— BEGIN Dataset excerpts —

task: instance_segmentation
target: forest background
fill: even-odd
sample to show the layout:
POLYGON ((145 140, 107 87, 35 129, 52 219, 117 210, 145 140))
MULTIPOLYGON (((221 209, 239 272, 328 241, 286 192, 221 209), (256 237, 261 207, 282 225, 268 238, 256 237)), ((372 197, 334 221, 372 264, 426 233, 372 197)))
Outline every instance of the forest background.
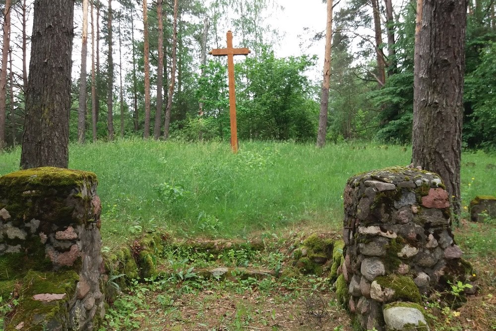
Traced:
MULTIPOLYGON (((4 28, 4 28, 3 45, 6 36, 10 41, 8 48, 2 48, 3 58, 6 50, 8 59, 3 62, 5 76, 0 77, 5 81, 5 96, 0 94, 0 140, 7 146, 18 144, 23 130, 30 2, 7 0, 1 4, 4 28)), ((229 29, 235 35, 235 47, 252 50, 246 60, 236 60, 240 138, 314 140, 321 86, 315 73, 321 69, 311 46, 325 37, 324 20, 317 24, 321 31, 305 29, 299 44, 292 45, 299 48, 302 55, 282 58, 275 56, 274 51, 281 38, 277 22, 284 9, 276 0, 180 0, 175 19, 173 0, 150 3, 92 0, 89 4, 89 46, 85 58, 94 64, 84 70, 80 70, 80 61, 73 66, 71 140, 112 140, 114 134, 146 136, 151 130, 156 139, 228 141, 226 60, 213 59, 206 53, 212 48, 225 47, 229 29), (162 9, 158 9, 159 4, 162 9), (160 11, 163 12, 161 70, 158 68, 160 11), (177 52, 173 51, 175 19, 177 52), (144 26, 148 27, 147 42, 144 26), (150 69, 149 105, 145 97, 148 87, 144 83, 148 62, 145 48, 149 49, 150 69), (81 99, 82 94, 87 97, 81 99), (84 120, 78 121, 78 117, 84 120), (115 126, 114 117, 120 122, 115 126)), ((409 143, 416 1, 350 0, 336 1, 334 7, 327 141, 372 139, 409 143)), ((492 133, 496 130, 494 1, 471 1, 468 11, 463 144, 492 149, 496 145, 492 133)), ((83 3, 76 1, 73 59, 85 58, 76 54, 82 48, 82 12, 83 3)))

— END Dataset excerpts —

■ Short exercise: Images should not appear in the copy; retype the listing above exactly.

■ The response:
task: instance_segmentation
target: forest background
fill: even-odd
sample to show the layout:
POLYGON ((145 140, 107 87, 35 129, 52 219, 117 210, 145 140))
MULTIPOLYGON (((221 209, 239 272, 328 241, 286 192, 221 209), (256 237, 261 207, 282 225, 268 238, 256 237)), ((372 197, 334 221, 372 264, 426 233, 372 197)))
Outline every instance of the forest background.
Traced:
MULTIPOLYGON (((4 28, 4 28, 3 45, 6 36, 10 41, 8 48, 2 48, 3 58, 6 50, 8 59, 3 62, 5 76, 0 77, 5 81, 5 96, 0 94, 0 140, 7 146, 18 144, 23 130, 30 2, 7 0, 1 4, 4 28)), ((229 29, 235 35, 235 47, 252 50, 246 60, 236 60, 240 138, 314 140, 321 86, 315 73, 321 69, 311 46, 325 37, 324 20, 317 24, 321 31, 305 29, 299 44, 292 45, 299 48, 302 55, 282 58, 275 56, 274 51, 281 38, 277 22, 284 9, 276 0, 180 0, 175 19, 173 0, 150 3, 92 0, 89 4, 89 46, 85 58, 94 64, 84 70, 80 70, 80 61, 73 66, 71 140, 112 140, 114 134, 146 136, 151 130, 156 139, 228 141, 226 60, 213 59, 206 53, 212 48, 225 47, 229 29), (162 9, 158 9, 159 4, 162 9), (160 11, 163 12, 161 70, 158 68, 160 11), (177 52, 173 51, 175 19, 177 52), (144 26, 148 27, 147 42, 144 26), (150 69, 149 105, 145 97, 148 87, 144 83, 148 62, 145 48, 149 49, 150 69), (81 99, 82 94, 87 97, 81 99), (84 120, 78 121, 78 117, 84 120), (115 126, 114 117, 120 122, 115 126)), ((409 143, 416 1, 350 0, 336 1, 334 7, 327 141, 372 139, 409 143)), ((492 133, 496 130, 494 1, 471 1, 468 11, 463 144, 492 149, 496 145, 492 133)), ((83 3, 76 1, 73 59, 85 58, 76 54, 82 48, 82 12, 83 3)))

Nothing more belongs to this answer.